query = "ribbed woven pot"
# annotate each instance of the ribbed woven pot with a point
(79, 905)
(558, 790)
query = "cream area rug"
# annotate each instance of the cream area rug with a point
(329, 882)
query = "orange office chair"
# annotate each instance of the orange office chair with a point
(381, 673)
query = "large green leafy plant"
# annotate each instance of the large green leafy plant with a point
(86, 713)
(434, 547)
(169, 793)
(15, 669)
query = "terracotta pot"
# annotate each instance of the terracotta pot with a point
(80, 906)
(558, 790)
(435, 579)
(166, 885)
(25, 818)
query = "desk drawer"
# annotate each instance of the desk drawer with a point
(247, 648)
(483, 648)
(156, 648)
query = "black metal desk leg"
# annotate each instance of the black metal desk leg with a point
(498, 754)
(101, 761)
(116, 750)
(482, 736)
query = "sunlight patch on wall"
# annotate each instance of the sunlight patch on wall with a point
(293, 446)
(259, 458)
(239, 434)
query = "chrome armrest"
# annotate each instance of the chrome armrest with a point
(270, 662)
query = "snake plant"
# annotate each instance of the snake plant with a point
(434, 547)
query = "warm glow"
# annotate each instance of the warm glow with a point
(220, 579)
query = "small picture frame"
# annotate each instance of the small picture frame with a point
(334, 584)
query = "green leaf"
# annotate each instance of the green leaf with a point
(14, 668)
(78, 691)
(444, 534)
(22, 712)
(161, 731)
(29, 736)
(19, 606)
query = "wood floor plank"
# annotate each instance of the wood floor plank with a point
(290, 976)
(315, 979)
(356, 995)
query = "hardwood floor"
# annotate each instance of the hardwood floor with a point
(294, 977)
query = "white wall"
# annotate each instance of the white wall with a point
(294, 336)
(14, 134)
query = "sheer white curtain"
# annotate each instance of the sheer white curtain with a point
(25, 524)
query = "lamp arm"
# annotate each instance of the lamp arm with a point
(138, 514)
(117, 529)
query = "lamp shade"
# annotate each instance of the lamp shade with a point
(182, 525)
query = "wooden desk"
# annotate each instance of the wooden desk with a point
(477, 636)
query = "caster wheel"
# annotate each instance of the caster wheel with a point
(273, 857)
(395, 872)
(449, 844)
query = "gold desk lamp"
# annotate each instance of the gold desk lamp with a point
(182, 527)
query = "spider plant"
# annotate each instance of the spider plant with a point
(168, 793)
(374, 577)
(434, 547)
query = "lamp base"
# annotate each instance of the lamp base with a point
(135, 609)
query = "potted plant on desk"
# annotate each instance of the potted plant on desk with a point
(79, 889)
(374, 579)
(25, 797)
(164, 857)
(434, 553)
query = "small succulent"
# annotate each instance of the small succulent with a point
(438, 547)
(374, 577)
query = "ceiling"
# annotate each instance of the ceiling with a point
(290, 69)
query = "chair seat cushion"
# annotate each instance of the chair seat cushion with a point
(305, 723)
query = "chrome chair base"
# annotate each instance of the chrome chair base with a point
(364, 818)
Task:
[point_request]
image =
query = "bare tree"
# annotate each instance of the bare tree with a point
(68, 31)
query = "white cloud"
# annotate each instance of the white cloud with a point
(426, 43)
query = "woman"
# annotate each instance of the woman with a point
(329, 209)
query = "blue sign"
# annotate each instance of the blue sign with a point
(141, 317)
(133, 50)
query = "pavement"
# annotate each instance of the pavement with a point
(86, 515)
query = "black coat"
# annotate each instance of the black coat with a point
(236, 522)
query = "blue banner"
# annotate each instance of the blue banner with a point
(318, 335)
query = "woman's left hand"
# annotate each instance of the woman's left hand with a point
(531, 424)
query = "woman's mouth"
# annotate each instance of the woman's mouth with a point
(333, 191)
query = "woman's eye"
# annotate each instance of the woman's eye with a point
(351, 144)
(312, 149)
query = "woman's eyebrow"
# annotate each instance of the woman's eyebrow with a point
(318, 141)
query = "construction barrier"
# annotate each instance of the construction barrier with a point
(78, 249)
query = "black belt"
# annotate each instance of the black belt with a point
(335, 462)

━━━━━━━━━━━━━━━━

**What the task requires:** Write out the full listing, keeping every line exactly as it is.

**Written answer:**
query = "ribbed woven pot"
# annotate each instance of the ribbed woven pot with a point
(79, 905)
(558, 790)
query = "cream area rug"
# annotate each instance of the cream area rug with a point
(329, 882)
query = "orange office chair"
# annotate each instance of the orange office chair with a point
(381, 673)
query = "large green leafy plant"
# annotate each instance of the large green leafy plant with a point
(86, 713)
(434, 547)
(169, 793)
(15, 669)
query = "terracotta pot"
# annotate each instance of the terracotta pot with a point
(80, 906)
(558, 790)
(435, 579)
(166, 885)
(25, 818)
query = "desk drawer"
# annotate each instance of the desk drawer with a point
(247, 648)
(483, 648)
(156, 648)
query = "black metal desk leg"
# annotate each instance of the black metal desk leg with a point
(498, 754)
(101, 761)
(116, 750)
(482, 736)
query = "sunlight patch on wall"
# annotate each instance of the sunlight patch on wall with a point
(293, 446)
(259, 458)
(239, 434)
query = "chrome armrest"
# annotate each instance of the chrome armrest with a point
(270, 662)
query = "snake plant"
# annotate each instance of the snake plant with a point
(434, 547)
query = "warm glow"
# annotate each instance of the warm glow with a point
(220, 579)
query = "small picture frame"
# annotate each instance of the small picture frame with a point
(334, 584)
query = "green leaf"
# annotate each instance of the green leaf with a point
(14, 668)
(78, 691)
(444, 534)
(22, 712)
(161, 731)
(29, 736)
(19, 606)
query = "wood floor plank"
# annotate each instance of the wood floor plank with a point
(290, 976)
(315, 979)
(356, 995)
query = "hardwood floor"
# annotate each instance of the hardwood floor with a point
(294, 977)
query = "white wall"
# annotate each instance of the white wall with a point
(294, 336)
(14, 134)
query = "sheer white curtain"
# annotate each instance of the sheer white curtain with a point
(25, 524)
query = "lamp arm"
# annotate each instance of the lamp arm with a point
(138, 514)
(117, 529)
query = "lamp shade"
# annotate each instance of the lamp shade with a point
(182, 525)
query = "wooden desk"
# annotate each instance of the wooden desk with a point
(477, 636)
query = "caster wheel"
# annotate each instance of the caster wheel with a point
(273, 857)
(395, 872)
(449, 844)
query = "gold desk lamp"
# annotate each instance of the gold desk lamp with a point
(182, 527)
query = "spider plant"
# annotate each instance of the spider plant with a point
(168, 793)
(374, 577)
(434, 547)
query = "lamp base"
# annotate each instance of the lamp base with a point
(135, 609)
query = "potted plant on desk"
# annotate each instance of the potted plant on desk with a point
(79, 889)
(374, 579)
(25, 797)
(164, 857)
(434, 553)
query = "small succulent"
# annotate each instance of the small succulent with a point
(438, 547)
(374, 577)
query = "ceiling"
# annotate each instance of the ceiling with a point
(290, 69)
query = "chair seat cushion"
# annotate each instance of the chair seat cushion with a point
(305, 723)
query = "chrome chair base"
# annotate each instance of the chrome chair base with a point
(364, 818)
Task:
[point_request]
image =
query = "bare tree"
# annotate each instance of the bare tree with a point
(68, 31)
query = "white cloud"
# annotate each instance of the white cloud with a point
(426, 43)
query = "woman"
# annotate each instance of the woman with a point
(329, 209)
query = "blue sign"
# annotate each instance of the blue sign with a point
(141, 317)
(133, 50)
query = "pavement"
# annotate each instance of the pavement with a point
(86, 515)
query = "black coat"
# annotate each instance of the black coat with a point
(236, 522)
query = "blue banner"
# annotate each instance of the blue banner with a point
(318, 335)
query = "woman's left hand"
# annotate each instance of the woman's left hand with a point
(531, 424)
query = "woman's mouth"
# annotate each instance of the woman's mouth with a point
(333, 191)
query = "woman's eye"
# annotate each instance of the woman's eye with a point
(351, 144)
(312, 149)
query = "woman's eyebrow"
# annotate each instance of the woman's eyebrow with a point
(318, 141)
query = "construction barrier"
# annotate each instance of the construction barrier with a point
(78, 249)
query = "black belt"
# annotate each instance of the black belt with a point
(335, 462)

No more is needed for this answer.